## ASSIGNMENT
All of the entries must be duplicated exactly.

##### DATASET ENTRIES #####

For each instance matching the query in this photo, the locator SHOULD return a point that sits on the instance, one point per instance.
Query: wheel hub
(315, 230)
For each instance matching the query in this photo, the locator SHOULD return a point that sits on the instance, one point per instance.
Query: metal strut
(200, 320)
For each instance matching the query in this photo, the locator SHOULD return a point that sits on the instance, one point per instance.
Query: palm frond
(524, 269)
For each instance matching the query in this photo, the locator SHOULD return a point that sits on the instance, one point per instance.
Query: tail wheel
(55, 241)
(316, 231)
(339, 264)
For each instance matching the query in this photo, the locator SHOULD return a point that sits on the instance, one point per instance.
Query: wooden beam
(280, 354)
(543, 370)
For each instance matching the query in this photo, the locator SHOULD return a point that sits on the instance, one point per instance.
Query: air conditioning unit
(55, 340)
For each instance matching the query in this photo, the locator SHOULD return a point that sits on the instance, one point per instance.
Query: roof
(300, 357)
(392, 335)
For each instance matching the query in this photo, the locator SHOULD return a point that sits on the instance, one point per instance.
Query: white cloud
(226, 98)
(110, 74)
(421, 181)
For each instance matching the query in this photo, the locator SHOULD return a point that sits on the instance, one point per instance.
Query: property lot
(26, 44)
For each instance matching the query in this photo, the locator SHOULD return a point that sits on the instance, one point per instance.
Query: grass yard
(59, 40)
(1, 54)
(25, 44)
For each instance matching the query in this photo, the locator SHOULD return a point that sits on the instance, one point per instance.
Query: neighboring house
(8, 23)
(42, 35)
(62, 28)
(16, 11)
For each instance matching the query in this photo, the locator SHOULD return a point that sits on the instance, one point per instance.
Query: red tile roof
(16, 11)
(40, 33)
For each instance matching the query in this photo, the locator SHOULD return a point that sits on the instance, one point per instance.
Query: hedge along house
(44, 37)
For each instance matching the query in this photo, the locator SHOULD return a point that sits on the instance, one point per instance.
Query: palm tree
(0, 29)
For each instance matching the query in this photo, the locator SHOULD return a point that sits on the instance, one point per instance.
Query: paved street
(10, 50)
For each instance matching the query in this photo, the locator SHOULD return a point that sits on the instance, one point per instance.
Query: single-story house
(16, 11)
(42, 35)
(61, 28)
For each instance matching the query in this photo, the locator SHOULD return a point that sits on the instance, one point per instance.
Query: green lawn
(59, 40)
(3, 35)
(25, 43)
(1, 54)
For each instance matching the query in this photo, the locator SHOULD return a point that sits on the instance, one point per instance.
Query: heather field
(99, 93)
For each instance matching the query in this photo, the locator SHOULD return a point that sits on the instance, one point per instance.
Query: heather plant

#####

## OUTPUT OF THE TASK
For each instance matching the query in this photo, the locator SHOULD return a point that sits on the instance, one point per instance.
Query: wheel hub
(315, 230)
For each instance matching the query in this photo, the locator SHOULD return a point that sits on the instance, one point per instance.
Query: metal strut
(200, 320)
For each instance matching the query in this photo, the locator SHOULD return a point that sits on the instance, one point per instance.
Query: palm frond
(524, 269)
For each instance matching the query in this photo, the locator SHOULD return a point that sits on the instance, one point per instance.
Query: tail wheel
(55, 241)
(316, 231)
(339, 264)
For each instance matching the query in this photo, the locator SHOULD return a point that sits on the instance, one point per instance.
Query: wooden beam
(280, 354)
(543, 370)
For each instance matching the query in this photo, the locator SHOULD return a point that sits on the instance, one point per instance.
Query: air conditioning unit
(55, 340)
For each instance matching the query in this photo, the locator SHOULD return a point that sits on the instance, one point per instance.
Query: roof
(300, 357)
(392, 335)
For each instance matching the query in this photo, the locator SHOULD return a point that sits on the instance, one point per instance.
Query: white cloud
(226, 98)
(110, 74)
(421, 181)
For each instance matching the query in this photo, the locator SHOULD return a point that sits on the instance, one point per instance.
Query: property lot
(26, 44)
For each instance matching the query in this photo, the locator SHOULD return a point that sits on the instance, one point per instance.
Query: grass yard
(59, 40)
(1, 54)
(25, 44)
For each instance matching the query in this photo, the locator SHOULD return a point that sits on the instance, one point per instance.
Query: neighboring house
(8, 23)
(42, 35)
(62, 28)
(16, 11)
For each instance matching the query in this photo, the locator SHOULD return a point that sits on the instance, one point per instance.
Query: red tile roof
(16, 11)
(40, 33)
For each instance matching the query in this photo, the locator SHOULD return a point that sits on the instance, one point per instance.
Query: hedge along house
(44, 37)
For each instance matching the query in this photo, the locator SHOULD return a point that sits on the instance, one point per instance.
Query: palm tree
(0, 29)
For each instance matching the query in this photo, the locator SHOULD return a point that sits on the instance, one point per instance.
Query: paved street
(10, 50)
For each instance matching the query in this photo, the locator SHOULD return a point that sits on the instance, one point per instance.
Query: single-story house
(16, 11)
(42, 35)
(61, 28)
For each instance matching the query in this photo, the locator SHOULD return a point that sits on the instance, one point per instance.
Query: green lawn
(59, 40)
(3, 35)
(25, 43)
(1, 54)
For each instance matching the query in this photo, the locator SHOULD return a point that sits on the instance, one point per instance.
Query: heather field
(99, 93)
For each instance matching the query in this photo, the locator SHOULD return a point that sits on the instance, one point per instance.
Query: heather plant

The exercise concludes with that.